Dataset entries
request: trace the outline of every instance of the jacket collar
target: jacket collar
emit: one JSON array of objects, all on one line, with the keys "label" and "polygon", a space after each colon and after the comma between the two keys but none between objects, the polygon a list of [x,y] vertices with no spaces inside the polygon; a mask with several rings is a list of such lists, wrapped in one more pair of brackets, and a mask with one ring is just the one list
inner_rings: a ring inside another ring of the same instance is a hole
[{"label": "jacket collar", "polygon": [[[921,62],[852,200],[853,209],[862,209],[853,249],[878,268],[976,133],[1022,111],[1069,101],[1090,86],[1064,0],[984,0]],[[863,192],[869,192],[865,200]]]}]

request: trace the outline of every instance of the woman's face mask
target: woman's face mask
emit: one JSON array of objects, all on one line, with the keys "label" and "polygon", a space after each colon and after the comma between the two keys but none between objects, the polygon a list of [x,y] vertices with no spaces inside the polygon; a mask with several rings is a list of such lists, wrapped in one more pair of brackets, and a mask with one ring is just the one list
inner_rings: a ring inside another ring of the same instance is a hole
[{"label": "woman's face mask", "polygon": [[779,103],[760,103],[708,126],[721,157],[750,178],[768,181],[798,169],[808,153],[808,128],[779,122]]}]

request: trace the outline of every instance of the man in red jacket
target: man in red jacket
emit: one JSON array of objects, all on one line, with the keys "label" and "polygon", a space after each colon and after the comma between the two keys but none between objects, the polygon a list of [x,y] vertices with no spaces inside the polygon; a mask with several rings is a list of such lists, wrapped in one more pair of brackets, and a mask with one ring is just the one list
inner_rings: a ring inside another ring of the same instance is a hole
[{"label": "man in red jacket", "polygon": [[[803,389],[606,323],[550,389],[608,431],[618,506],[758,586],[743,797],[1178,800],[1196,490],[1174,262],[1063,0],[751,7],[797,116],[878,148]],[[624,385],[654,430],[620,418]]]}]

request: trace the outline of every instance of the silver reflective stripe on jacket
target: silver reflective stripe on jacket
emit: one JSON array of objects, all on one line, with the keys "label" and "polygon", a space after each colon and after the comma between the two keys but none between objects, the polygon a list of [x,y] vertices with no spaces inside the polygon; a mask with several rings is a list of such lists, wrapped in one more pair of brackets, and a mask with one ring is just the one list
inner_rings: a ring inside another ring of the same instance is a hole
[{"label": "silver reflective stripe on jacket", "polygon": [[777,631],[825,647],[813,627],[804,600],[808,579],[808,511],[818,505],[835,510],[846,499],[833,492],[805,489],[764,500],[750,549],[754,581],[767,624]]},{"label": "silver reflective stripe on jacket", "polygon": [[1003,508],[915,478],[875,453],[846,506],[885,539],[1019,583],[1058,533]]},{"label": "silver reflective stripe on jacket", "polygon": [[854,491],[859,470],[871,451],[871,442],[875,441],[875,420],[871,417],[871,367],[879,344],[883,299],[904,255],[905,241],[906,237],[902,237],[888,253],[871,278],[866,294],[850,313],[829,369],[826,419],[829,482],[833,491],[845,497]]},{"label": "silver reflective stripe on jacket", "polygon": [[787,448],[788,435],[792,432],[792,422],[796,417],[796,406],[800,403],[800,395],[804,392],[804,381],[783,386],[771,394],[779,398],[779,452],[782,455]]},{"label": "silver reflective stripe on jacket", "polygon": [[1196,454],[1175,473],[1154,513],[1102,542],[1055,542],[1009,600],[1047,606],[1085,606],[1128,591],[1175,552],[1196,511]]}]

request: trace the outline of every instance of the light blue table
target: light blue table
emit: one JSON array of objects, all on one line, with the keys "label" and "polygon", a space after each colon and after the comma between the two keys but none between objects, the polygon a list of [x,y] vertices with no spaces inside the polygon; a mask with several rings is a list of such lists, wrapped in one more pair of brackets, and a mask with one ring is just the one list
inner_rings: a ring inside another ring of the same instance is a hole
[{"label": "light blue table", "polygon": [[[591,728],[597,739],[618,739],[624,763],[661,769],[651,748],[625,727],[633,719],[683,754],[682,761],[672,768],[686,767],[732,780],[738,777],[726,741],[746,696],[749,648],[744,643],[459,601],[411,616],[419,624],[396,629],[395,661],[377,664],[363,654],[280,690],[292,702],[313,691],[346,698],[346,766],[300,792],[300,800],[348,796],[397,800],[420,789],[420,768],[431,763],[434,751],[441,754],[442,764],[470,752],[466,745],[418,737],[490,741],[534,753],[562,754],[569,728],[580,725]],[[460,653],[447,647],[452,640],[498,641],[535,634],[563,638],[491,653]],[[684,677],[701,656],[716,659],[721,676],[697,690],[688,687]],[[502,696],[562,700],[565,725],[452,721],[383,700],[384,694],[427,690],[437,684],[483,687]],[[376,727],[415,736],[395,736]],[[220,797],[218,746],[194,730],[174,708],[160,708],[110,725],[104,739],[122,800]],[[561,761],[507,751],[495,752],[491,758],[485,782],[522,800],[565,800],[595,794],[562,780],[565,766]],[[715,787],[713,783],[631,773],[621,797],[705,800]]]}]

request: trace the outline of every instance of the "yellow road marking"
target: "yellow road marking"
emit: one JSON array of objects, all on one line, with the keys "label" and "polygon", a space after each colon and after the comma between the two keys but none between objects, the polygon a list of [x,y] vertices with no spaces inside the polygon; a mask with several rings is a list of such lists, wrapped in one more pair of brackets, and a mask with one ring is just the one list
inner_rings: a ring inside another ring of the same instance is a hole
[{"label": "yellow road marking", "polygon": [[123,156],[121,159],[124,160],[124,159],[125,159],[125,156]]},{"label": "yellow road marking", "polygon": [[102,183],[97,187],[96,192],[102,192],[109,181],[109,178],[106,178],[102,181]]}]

◆ **WHAT IS NEEDED**: Reproduce the records exactly, keeping every line.

◆ **SOLUTION TO THIS EXERCISE**:
request: trace the outline of every instance of the jacket collar
target: jacket collar
emit: one JSON array of objects, all on one line, with the keys "label" and "polygon", a space after each colon and after the comma between the two keys but none between objects, the polygon a list of [x,y] vertices with no spaces inside the polygon; a mask with several rings is a list of such lists, wrapped in one more pair of brackets, and a mask with one ring is just the one list
inner_rings: a ring inside another ring of the same instance is a hole
[{"label": "jacket collar", "polygon": [[[921,62],[852,200],[853,209],[862,209],[853,249],[878,268],[976,133],[1022,111],[1069,101],[1090,86],[1064,0],[984,0]],[[863,192],[869,192],[865,200]]]}]

request: trace the outline of every instance of the woman's face mask
target: woman's face mask
emit: one JSON array of objects, all on one line, with the keys "label" and "polygon", a space after each colon and after the comma between the two keys but none between objects, the polygon a list of [x,y] vertices with no spaces inside the polygon; a mask with several rings is a list of such lists, wrapped in one more pair of brackets, and a mask with one ring is just the one list
inner_rings: a ring inside another ring of the same instance is a hole
[{"label": "woman's face mask", "polygon": [[779,103],[760,103],[708,126],[721,157],[750,178],[768,181],[798,169],[808,153],[808,128],[779,122]]}]

request: trace the outline of every instance of the man in red jacket
target: man in red jacket
emit: one JSON array of objects, all on one line, with the keys "label" and "polygon", a space after each colon and after the comma between the two keys but none between objects, the polygon a list of [x,y] vertices with no spaces inside the polygon; a mask with several rings is a list of such lists, wrapped in one more pair of brackets, and a mask with one ring is just the one list
inner_rings: a ring inside another ring of the same instance is a hole
[{"label": "man in red jacket", "polygon": [[[803,389],[606,323],[550,389],[608,431],[618,506],[758,586],[743,797],[1178,800],[1196,490],[1174,262],[1063,0],[751,7],[797,116],[878,148]],[[624,385],[654,430],[620,418]]]}]

request: trace the outline of every instance of the silver reflective stripe on jacket
target: silver reflective stripe on jacket
emit: one JSON array of objects, all on one line, with the keys "label" and "polygon", a space after each colon and after the comma between the two keys but none between objects, the polygon a list of [x,y] vertices with no spaces inside the polygon; a mask with several rings is a list of such lists, wrapped in one more pair of brackets, and a mask with one ring is just the one list
inner_rings: a ring inside another ring of the same instance is a hole
[{"label": "silver reflective stripe on jacket", "polygon": [[777,631],[825,647],[813,627],[804,600],[808,579],[808,511],[818,505],[835,510],[846,499],[833,492],[805,489],[764,500],[750,549],[754,581],[767,624]]},{"label": "silver reflective stripe on jacket", "polygon": [[1003,508],[915,478],[875,453],[846,506],[885,539],[1019,583],[1058,533]]},{"label": "silver reflective stripe on jacket", "polygon": [[854,491],[859,470],[871,451],[871,442],[875,441],[875,420],[871,417],[871,367],[879,344],[883,299],[904,255],[905,241],[906,237],[902,237],[888,253],[871,278],[866,294],[850,313],[829,369],[826,419],[829,482],[833,491],[845,497]]},{"label": "silver reflective stripe on jacket", "polygon": [[787,448],[788,435],[792,432],[792,422],[796,417],[796,406],[800,403],[800,395],[804,392],[804,381],[783,386],[771,394],[779,398],[779,452],[782,455]]},{"label": "silver reflective stripe on jacket", "polygon": [[1196,454],[1175,473],[1154,513],[1102,542],[1055,542],[1009,600],[1047,606],[1085,606],[1128,591],[1175,552],[1196,511]]}]

request: trace the outline of every instance of the light blue table
target: light blue table
emit: one JSON array of objects, all on one line, with the keys "label" and "polygon", a space after each colon and after the comma between the two keys but none between objects, the polygon a list of [x,y] vertices with no spaces inside the polygon; a mask with several rings is a list of such lists, wrapped in one more pair of brackets, and a mask with one ring is just the one list
inner_rings: a ring inside another ring of the same instance is a hole
[{"label": "light blue table", "polygon": [[[591,728],[597,739],[618,739],[624,763],[661,769],[651,748],[625,727],[633,719],[683,754],[682,761],[672,768],[686,767],[732,780],[738,777],[726,741],[746,696],[749,648],[744,643],[459,601],[411,616],[419,624],[396,629],[395,661],[377,664],[363,654],[280,690],[292,702],[313,691],[346,698],[346,766],[300,792],[300,800],[348,796],[397,800],[420,789],[420,768],[431,763],[434,751],[441,754],[442,764],[470,752],[466,745],[418,737],[490,741],[534,753],[562,754],[569,728],[580,725]],[[460,653],[447,647],[452,640],[498,641],[535,634],[563,638],[491,653]],[[684,677],[701,656],[716,659],[721,676],[697,690],[688,687]],[[502,696],[562,700],[565,725],[452,721],[383,700],[384,694],[427,690],[437,684],[483,687]],[[376,727],[415,736],[395,736]],[[220,797],[218,746],[194,730],[174,708],[160,708],[110,725],[104,739],[122,800]],[[561,761],[507,751],[495,752],[491,758],[485,782],[522,800],[565,800],[595,794],[562,780],[565,766]],[[715,787],[713,783],[631,773],[621,797],[705,800]]]}]

request: trace the outline of every instance of the "yellow road marking"
target: "yellow road marking"
emit: one JSON array of objects, all on one line, with the keys "label" and "polygon", a space after each colon and after the comma between the two keys but none between objects, the polygon a list of [x,y] vertices with no spaces inside the polygon; a mask with several rings is a list of such lists, wrapped in one more pair of brackets, and a mask with one ring is just the one list
inner_rings: a ring inside another ring of the same instance is a hole
[{"label": "yellow road marking", "polygon": [[123,156],[121,159],[124,160],[124,159],[125,159],[125,156]]},{"label": "yellow road marking", "polygon": [[102,183],[97,187],[96,192],[102,192],[109,181],[109,178],[106,178],[102,181]]}]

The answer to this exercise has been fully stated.